- [Your task] Write what comes next in the report on quarterly operating results below, picking up after its final sentence.

- [Passage to read]
::::
RESULTS OF OPERATIONS Consolidated net sales for the quarter were $362.5 million, a 10% increase over 1999 second quarter sales of $328.9 million. Consolidated earnings from operations were $71.6 million in the second quarter of 2000 compared with $64.8 million in the second quarter of 1999. Consolidated net earnings for the quarter were $42.1 million, or $0.90 per diluted share, compared to 1999 second quarter net earnings of $41.3 million, or $0.88 per diluted share.
Sales for the first six months of 2000 increased 12% to $638.6 million, from $569.9 million for the year-earlier period. For the six-months ended June 30, 2000, net earnings increased slightly to $49.5 million, or $1.05 per diluted share, from net earnings for the comparable prior-year period of $49.2 million, also $1.05 per diluted share. On a year-to-date basis, other income and expenses, net, was $8.8 million less than the prior year, while operating earnings increased $10.8 million or 13%.
Sales for the Aggregates division increased 11% to $328.9 million for the second quarter, compared with the year-earlier period, while the divisions earnings from operations for the quarter were $68.7 million, an increase of 7% from the year-earlier period. Operating margin for the division was 20.9%, compared with 21.6% in the prior quarterly period. The increase in sales for the division results from an almost 4% increase in aggregates shipments coupled with an approximately 3% increase in average selling prices during the quarter. However, operating margins were negatively affected by higher fuel costs, acquisitions of lower margin asphalt products operations and prolonged wet weather in certain operating areas. In fact, the sharp escalation of energy-related costs had a significant impact on earnings. Diesel fuel, which is used primarily to operate mobile equipment in quarry production, has increased in price by about 125% between January 1999 and June 2000. The combined cost of diesel fuel, liquid asphalt and natural gas used in our heritage business increased $4.9 million in the second quarter and $9.2 million year-to-date. In addition, barge freight costs have increased, primarily caused by an increase in fuel prices, by $1.6 million for the six-month period. However, in spite of an approximately 2% decline in aggregates shipments volume and other previously-mentioned factors, heritage aggregates operations, which are typically those businesses included in prior-year operations for the full year, experienced an 80 basis point improvement in operating margins. Year-to-date sales of $572.2 million and earnings from operations of $86.4 million exceeded the prior-year period by 13% and 9%, respectively.
(Continued)
Seasonal changes and other weather-related conditions significantly affect the Aggregates divisions business. Therefore, the Aggregates divisions production and shipment levels coincide with general construction activity levels, most of which occur in the divisions markets typically during the spring, summer and fall seasons. Unusually wet weather experienced during the second quarter 2000 has continued into July and the early part of August, 2000 in some of the Corporations markets. Further, as expected, softening in residential construction and softening in commercial construction in some market areas coupled with adverse weather conditions continues to negatively impact construction activity levels. Consequently, heritage aggregates shipment levels are below managements expectations to date. As a result, management currently believes that the Corporations heritage annual aggregates shipment growth, which was flat through the six-months ended June 30, 2000, will increase moderately by 0% to 2% for the second half of 2000. Management continues to believe that average selling prices for heritage aggregates operations will increase 3% to 4%, outpacing potential increases in production costs in 2000 for comparable heritage aggregates operations. However, higher-than-expected costs for diesel fuel, liquid asphalt and natural gas, which had a significantly negative impact on the first six months of 2000, are expected to continue to affect earnings for the remainder of the year. In fact, the average cost per gallon for diesel fuel in July 2000 is 47% higher than July 1999.
::::
Image box annotation records:
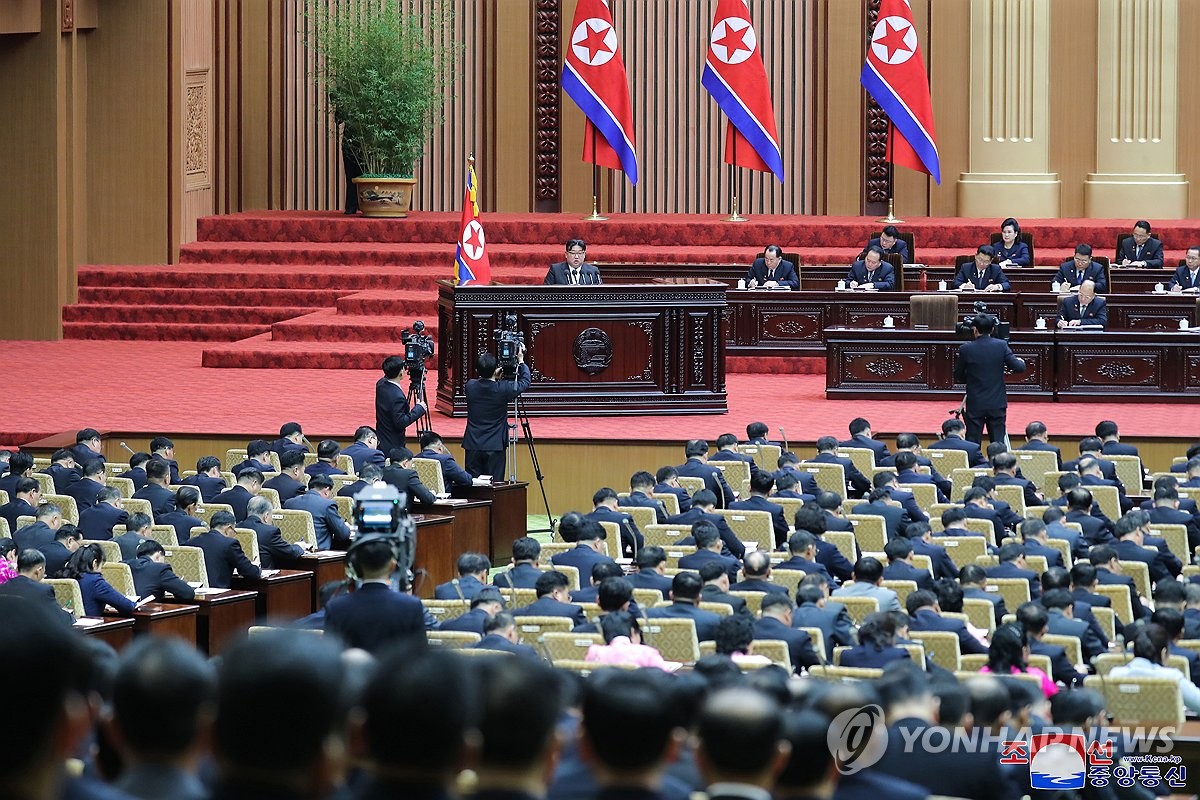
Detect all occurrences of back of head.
[472,658,563,770]
[113,633,216,758]
[214,630,346,780]
[361,645,476,781]
[581,669,676,772]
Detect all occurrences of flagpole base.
[878,197,904,225]
[583,194,608,222]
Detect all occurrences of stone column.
[1084,0,1195,219]
[959,0,1058,217]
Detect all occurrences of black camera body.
[954,300,1012,342]
[493,312,524,380]
[400,320,433,380]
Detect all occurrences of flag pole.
[880,120,904,225]
[583,125,608,222]
[725,134,746,222]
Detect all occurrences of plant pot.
[354,178,416,217]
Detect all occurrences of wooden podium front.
[437,281,727,416]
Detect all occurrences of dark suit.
[925,435,988,467]
[617,492,667,525]
[238,518,304,570]
[325,582,425,654]
[1112,236,1163,270]
[263,473,308,504]
[839,644,912,669]
[954,336,1025,444]
[1058,295,1109,327]
[211,483,254,519]
[950,260,1013,291]
[542,261,604,287]
[376,378,425,453]
[125,557,196,602]
[746,258,800,289]
[342,434,388,475]
[908,608,988,655]
[283,492,350,551]
[1054,259,1109,294]
[730,494,788,547]
[0,575,74,626]
[186,530,263,589]
[1166,264,1200,289]
[846,260,896,291]
[512,595,588,625]
[155,511,208,545]
[646,602,721,646]
[754,616,820,672]
[79,503,130,541]
[676,458,740,506]
[182,474,228,503]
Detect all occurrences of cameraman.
[376,355,425,452]
[954,313,1025,444]
[462,342,533,480]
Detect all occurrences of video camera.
[492,312,524,380]
[400,320,433,381]
[954,300,1012,342]
[346,486,416,591]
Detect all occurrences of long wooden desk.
[437,281,727,416]
[826,329,1200,402]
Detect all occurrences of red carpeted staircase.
[62,211,1200,374]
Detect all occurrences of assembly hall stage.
[7,212,1200,507]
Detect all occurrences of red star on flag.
[875,19,912,62]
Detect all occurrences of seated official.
[1058,281,1109,330]
[542,239,601,285]
[1116,219,1163,270]
[746,245,800,289]
[1054,243,1109,294]
[1166,246,1200,294]
[953,245,1013,291]
[991,217,1033,267]
[846,247,896,291]
[863,225,912,264]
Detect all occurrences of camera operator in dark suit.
[462,342,533,479]
[954,314,1025,444]
[542,239,601,285]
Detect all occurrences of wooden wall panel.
[1050,0,1109,219]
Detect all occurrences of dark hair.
[113,633,216,757]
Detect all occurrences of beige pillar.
[1084,0,1195,219]
[959,0,1058,217]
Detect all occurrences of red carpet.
[0,341,1200,446]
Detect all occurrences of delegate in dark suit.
[1054,259,1109,294]
[125,557,196,602]
[238,518,304,570]
[745,258,800,289]
[1112,236,1163,270]
[954,326,1025,444]
[542,261,602,287]
[325,581,425,652]
[376,378,425,452]
[1058,295,1109,327]
[952,261,1013,291]
[846,260,896,291]
[185,530,263,589]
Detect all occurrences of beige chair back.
[413,458,446,494]
[42,578,83,619]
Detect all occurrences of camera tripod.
[407,365,433,437]
[504,395,554,534]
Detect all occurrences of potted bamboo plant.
[307,0,455,217]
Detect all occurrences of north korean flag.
::::
- [Result]
The Magnesia Specialties division had second quarter 2000 sales of $33.5 million, a slight increase of approximately 2% compared with the second quarter of 1999. The divisions second quarter earnings from operations increased to $2.9 million from $0.8 million in the second quarter of 1999. The Magnesia Specialties divisions increased sales and earnings in the second quarter resulted from improving steel industry performance, continued strong chemicals sales and a better balance between production and shipments. For the first six months of 2000, sales were $65.9 million and earnings from operations were $5.3 million, an increase of $0.9 million and $4.0 million, respectively, from the prior-year period.
The Magnesia Specialties division continues to experience improvements in sales and earnings; however, this business segment is not core to the Corporation. Therefore, the Corporations management continues to evaluate its strategic alternatives with respect to the Magnesia Specialties division; and, in that regard, the Corporation has retained Banc of America Securities to act as financial advisors in connection with a possible sale of the division. However, there can be no assurance that management will complete a sale of the division.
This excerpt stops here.